Selected passage:

Today’s post comes from guest author Jon Rehm, from Rehm, Bennett & Moore.
The spring allergy season that also causes asthma concerns is upon us, and this is especially evident in the Great Plains, where the wind blows dust and pollen throughout most days.
A recent study from the Centers for Disease Control and Prevention (CDC) showed that 16 percent of American adults had asthma that was either caused or aggravated by conditions at work. According to the National Institutes of Health, workers who are regularly exposed to chemicals and dust, such as millers, bakers, woodworkers and farm workers, are most vulnerable to work-related asthma. The Asthma and Allergy Foundation of America states that adults lose 14 million work days per year because of asthma.
In terms of Nebraska, this means that approximately 134,400 days of work are missed in Nebraska due to work-related asthma. In Iowa, that number is closer to 224,000 days of work that are missed because of work-related asthma. This is an estimate of missed days nationwide in proportion to the population of the states.
Workers should make sure their employers are providing safety equipment that protects against respiratory injury. Employees should make sure they are carrying inhalers in the workplace if they have been prescribed them by a doctor for asthma.
But if a worker suspects their work is causing breathing problems or making pre-existing asthma worse, they should report that as a workers’ compensation injury and seek treatment with a specialist in treating breathing conditions. Medical bills for treating asthma should be covered like any other work injury, and any lost time because of work-related asthma should entitle an employee to temporary disability for lost time and permanent disability for permanent breathing problems.
Work-related asthma would also be a disability under the Americans with Disabilities Act (ADA) and under similar state laws. Further, an employee has protection against retaliation under most states’ laws, including Nebraska and Iowa, as well as under federal law, for reporting work conditions that cause asthma and/or from claiming workers’ compensation benefits for work-related asthma.

Study material:
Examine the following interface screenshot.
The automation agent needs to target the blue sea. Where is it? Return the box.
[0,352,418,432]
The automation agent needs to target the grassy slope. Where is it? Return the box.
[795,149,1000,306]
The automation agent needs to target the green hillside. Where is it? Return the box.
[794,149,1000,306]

==

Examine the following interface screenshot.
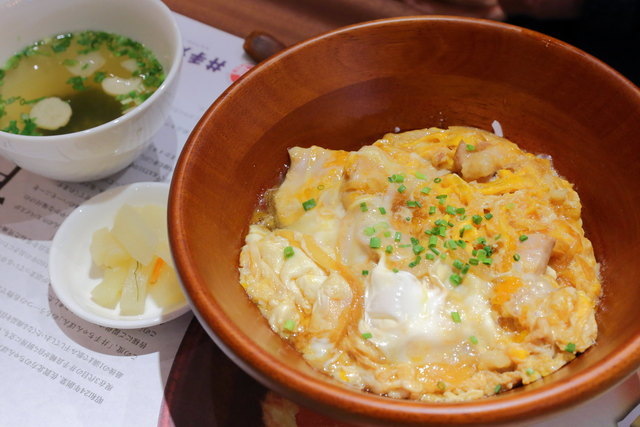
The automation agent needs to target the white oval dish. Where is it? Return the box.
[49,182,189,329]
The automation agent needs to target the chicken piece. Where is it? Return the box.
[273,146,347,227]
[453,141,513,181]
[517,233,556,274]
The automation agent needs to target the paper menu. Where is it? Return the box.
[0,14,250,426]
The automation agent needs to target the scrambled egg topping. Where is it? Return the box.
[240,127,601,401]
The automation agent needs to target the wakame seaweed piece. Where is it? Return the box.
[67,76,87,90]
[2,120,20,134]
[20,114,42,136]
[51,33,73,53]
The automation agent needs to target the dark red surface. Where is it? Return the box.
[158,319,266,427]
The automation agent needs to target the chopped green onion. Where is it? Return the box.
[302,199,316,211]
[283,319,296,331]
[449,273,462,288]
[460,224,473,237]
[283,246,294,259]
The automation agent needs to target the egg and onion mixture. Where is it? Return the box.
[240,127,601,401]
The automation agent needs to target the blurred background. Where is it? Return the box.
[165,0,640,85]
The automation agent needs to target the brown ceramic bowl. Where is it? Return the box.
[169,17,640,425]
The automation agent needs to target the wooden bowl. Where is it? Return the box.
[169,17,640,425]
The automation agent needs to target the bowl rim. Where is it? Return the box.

...

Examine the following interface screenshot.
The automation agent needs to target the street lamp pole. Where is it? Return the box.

What to do:
a - Quote the article on work-related asthma from "A recent study" through "because of asthma.", inclusive.
b - Answer these questions from the article on work-related asthma.
(i) According to the CDC study, what percentage of American adults had asthma that was caused or aggravated by conditions at work?
(ii) About how many days of work are missed in Iowa due to work-related asthma?
(iii) Which federal law would treat work-related asthma as a disability?
The entries are separate material with no connection to the article on work-related asthma.

Numbered responses:
a -
A recent study from the Centers for Disease Control and Prevention (CDC) showed that 16 percent of American adults had asthma that was either caused or aggravated by conditions at work. According to the National Institutes of Health, workers who are regularly exposed to chemicals and dust, such as millers, bakers, woodworkers and farm workers, are most vulnerable to work-related asthma. The Asthma and Allergy Foundation of America states that adults lose 14 million work days per year because of asthma.

b -
(i) 16 percent
(ii) About 224,000 days
(iii) The Americans with Disabilities Act (ADA)